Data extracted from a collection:
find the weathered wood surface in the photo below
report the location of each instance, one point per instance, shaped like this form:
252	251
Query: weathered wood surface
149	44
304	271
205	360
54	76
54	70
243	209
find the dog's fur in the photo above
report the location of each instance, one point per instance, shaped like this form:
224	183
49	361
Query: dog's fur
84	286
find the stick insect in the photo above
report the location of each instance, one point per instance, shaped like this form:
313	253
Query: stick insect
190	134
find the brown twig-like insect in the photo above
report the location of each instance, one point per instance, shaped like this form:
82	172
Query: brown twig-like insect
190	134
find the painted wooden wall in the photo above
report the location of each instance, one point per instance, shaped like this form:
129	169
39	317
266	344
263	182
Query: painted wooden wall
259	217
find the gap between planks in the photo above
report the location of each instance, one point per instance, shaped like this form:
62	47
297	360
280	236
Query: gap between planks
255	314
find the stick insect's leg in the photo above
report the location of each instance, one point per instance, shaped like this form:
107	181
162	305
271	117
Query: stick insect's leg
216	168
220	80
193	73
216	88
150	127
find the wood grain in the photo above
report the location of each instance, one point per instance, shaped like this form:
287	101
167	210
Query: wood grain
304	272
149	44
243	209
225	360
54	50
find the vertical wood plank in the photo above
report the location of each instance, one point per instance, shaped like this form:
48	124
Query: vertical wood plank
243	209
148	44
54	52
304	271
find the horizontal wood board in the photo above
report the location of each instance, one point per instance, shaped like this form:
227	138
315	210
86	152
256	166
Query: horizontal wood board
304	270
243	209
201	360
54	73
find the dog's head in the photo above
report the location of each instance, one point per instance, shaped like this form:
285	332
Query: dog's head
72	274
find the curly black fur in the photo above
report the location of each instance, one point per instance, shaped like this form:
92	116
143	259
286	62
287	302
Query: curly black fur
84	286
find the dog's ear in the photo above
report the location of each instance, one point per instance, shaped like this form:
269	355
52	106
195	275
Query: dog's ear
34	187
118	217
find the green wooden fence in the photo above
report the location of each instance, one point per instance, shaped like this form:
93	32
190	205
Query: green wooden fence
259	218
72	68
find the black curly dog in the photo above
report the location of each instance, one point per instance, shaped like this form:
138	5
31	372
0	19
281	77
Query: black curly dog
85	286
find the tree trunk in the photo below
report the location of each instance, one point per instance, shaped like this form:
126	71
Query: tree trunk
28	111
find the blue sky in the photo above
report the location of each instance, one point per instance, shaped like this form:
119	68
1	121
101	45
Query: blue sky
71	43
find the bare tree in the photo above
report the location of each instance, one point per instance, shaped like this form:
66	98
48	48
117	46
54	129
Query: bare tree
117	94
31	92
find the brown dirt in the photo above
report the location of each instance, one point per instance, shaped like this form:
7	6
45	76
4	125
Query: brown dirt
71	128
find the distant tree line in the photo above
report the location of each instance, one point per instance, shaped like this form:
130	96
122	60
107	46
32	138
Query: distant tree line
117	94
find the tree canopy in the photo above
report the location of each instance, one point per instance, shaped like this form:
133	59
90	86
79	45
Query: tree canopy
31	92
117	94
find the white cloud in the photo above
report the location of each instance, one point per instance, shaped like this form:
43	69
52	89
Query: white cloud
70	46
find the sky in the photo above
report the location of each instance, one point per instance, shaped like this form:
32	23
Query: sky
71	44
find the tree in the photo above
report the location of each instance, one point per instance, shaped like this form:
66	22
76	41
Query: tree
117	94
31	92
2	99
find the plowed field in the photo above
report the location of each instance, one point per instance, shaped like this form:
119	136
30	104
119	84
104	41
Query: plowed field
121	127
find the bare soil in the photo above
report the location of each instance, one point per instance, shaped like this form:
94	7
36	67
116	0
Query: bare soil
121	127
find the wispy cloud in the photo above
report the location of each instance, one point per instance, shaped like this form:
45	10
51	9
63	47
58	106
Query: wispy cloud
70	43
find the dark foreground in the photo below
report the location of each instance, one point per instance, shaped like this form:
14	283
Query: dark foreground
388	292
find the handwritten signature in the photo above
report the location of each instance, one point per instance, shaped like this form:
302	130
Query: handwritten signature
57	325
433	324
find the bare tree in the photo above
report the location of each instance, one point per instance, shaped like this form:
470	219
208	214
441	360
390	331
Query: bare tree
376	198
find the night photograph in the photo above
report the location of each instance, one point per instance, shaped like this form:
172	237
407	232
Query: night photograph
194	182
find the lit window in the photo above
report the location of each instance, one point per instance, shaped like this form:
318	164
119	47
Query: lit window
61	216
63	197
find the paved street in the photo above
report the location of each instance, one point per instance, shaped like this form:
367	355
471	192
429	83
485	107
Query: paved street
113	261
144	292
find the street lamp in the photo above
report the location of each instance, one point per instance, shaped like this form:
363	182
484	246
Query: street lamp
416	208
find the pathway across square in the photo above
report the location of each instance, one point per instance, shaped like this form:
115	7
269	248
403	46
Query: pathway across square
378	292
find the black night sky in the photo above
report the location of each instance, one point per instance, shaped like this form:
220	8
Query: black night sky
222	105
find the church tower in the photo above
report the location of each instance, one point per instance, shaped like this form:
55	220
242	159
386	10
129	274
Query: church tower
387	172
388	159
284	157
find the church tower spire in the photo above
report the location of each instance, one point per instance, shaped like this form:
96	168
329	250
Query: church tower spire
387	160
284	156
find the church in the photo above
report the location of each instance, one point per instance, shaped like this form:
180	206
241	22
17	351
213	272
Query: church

THE PROBLEM: All of the material must be reproduced exactly.

THE ANSWER:
find the weathered wood surface in the photo below
report the location of each instance, one point per instance, shaped like this form:
252	251
Query: weathered wood surface
149	44
304	271
205	360
54	76
54	70
243	209
find the dog's fur in the photo above
report the location of each instance, one point per instance, shaped like this form:
224	183
49	361
Query: dog's fur
84	286
find the stick insect in the photo above
report the location of each instance, one point per instance, shaped like this form:
313	253
Query: stick insect
190	134
find the brown twig-like insect in the photo above
report the location of each instance, one point per instance, shaped like this form:
82	172
Query: brown twig-like insect
190	134
find the painted wooden wall in the photo above
report the location of each instance, one point per instance, shaped like this form:
129	169
39	317
266	344
263	182
Query: painted wooden wall
259	217
find the gap between planks in the photo above
report the location of each instance, one point per instance, shaped like this form:
62	47
297	360
280	236
Query: gap between planks
255	314
find the stick insect's leg in the photo above
report the location of each instance, one point per instance, shaped like this form:
107	181
162	305
271	117
Query: stick insect's leg
216	168
220	80
193	73
216	88
150	127
find the wood grain in the photo above
report the location of each instance, one point per instance, shaped like this form:
287	101
167	210
Query: wood grain
304	272
149	44
243	209
225	360
54	50
find the vertical wood plank in the photo above
report the location of each instance, one point per instance, shaped like this form:
48	124
Query: vertical wood plank
243	209
148	44
54	52
304	271
find the horizontal wood board in the photo above
report the location of each instance, one point per instance, shaped like this form:
227	138
315	210
86	152
256	166
Query: horizontal wood board
304	270
243	209
201	360
54	73
find the dog's head in the photo above
report the location of each instance, one point per instance, shaped like this form:
285	332
Query: dog's head
72	274
find the curly black fur in the photo above
report the location of each instance, one point per instance, shaped like this form:
92	116
143	259
286	62
287	302
Query: curly black fur
84	286
find the dog's ear in the photo above
report the location of each instance, one point per instance, shaped like this form:
269	355
52	106
195	275
Query: dog's ear
34	187
118	217
find the green wooden fence in the photo above
report the location of each instance, one point per instance, shaped like this form:
93	32
190	205
Query: green wooden fence
259	218
72	68
find the black curly dog in the photo above
report the location of each instance, one point per instance, shaped like this form:
138	5
31	372
0	19
281	77
Query: black curly dog
85	286
find the tree trunk in the photo below
report the location of each instance, one point per instance, shaped like this form:
126	71
Query: tree trunk
28	111
find the blue sky in the photo above
report the location of each instance, one point per instance, shaped like this form:
119	68
1	121
101	45
Query: blue sky
71	43
find the bare tree in the photo above
report the location of each instance, one point per instance, shaped like this form:
66	98
48	48
117	46
54	129
Query: bare tree
117	94
31	92
find the brown dirt in the photo above
report the location of each instance, one point per instance, shaped like this form:
7	6
45	76
4	125
Query: brown dirt
71	128
find the distant tree line in the photo above
report the location of each instance, one point per instance, shaped like this form:
130	96
122	60
107	46
32	138
Query: distant tree line
117	94
find the tree canopy in the photo above
report the location of each instance, one point per instance, shaped like this form:
133	59
90	86
79	45
Query: tree canopy
31	92
117	94
find the white cloud in the photo above
report the location of each instance, one point per instance, shaped like this form:
43	69
52	89
Query: white cloud
70	46
find the sky in the photo above
report the location of each instance, one point per instance, shaped like this form:
32	23
Query: sky
71	44
find the tree in the photo above
report the location of each instance, one point per instance, shaped like this form:
66	22
76	41
Query: tree
117	94
31	92
2	99
find the plowed field in the photo above
report the location of each instance, one point per instance, shaped like this form:
119	136
30	104
119	84
104	41
Query: plowed field
121	127
find the bare soil in the photo above
report the location of each instance, one point per instance, shaped like this form:
94	7
36	67
116	0
Query: bare soil
121	127
find the wispy cloud in the photo above
report the location of each instance, one point per instance, shaped like this form:
45	10
51	9
63	47
58	106
Query: wispy cloud
70	43
find the dark foreground in the photo below
report the location of each instance, one point per instance, shaped like this form:
14	283
Query: dark foreground
388	292
find the handwritten signature in the photo above
report the location of each instance, one point per instance, shaped like this form:
302	130
Query: handwritten signature
57	325
433	324
find the bare tree in the photo above
report the location of each instance, one point per instance, shaped like this form:
470	219
208	214
441	360
390	331
Query: bare tree
376	198
find the night photograph in the photo above
report the location of each instance, one point per instance, shaped like this form:
172	237
407	232
Query: night photograph
194	182
find the lit window in the photo above
report the location of each instance, one point per instance, shaped like this form:
318	164
119	47
Query: lit window
61	216
63	197
find the paved street in the photo above
report the location of each instance, one point per instance, shaped like this form:
367	355
471	192
429	83
485	107
Query: paved street
113	261
144	292
find the street lamp in the photo above
report the location of each instance, one point per instance, shaped like this form:
363	182
484	246
Query: street lamp
416	208
find the pathway across square in the photo above
report the location of each instance, one point per instance, shaped like this form:
115	7
269	248
403	46
Query: pathway across square
378	292
find the black night sky in the photo above
report the location of each instance, one point per instance, shaped like this form:
220	8
Query: black night sky
222	105
find the church tower in the photo above
report the location of each instance, one point per instance, shaped like this form:
55	220
242	159
386	10
129	274
Query: church tower
387	172
388	159
284	157
find the church tower spire in the photo above
report the location of each instance, one point per instance, shaped like this form:
96	168
329	250
Query: church tower spire
387	160
284	156
find the church in the photo above
report the location of each instance, one point per instance, shaped like this form:
180	206
241	22
17	351
213	272
Query: church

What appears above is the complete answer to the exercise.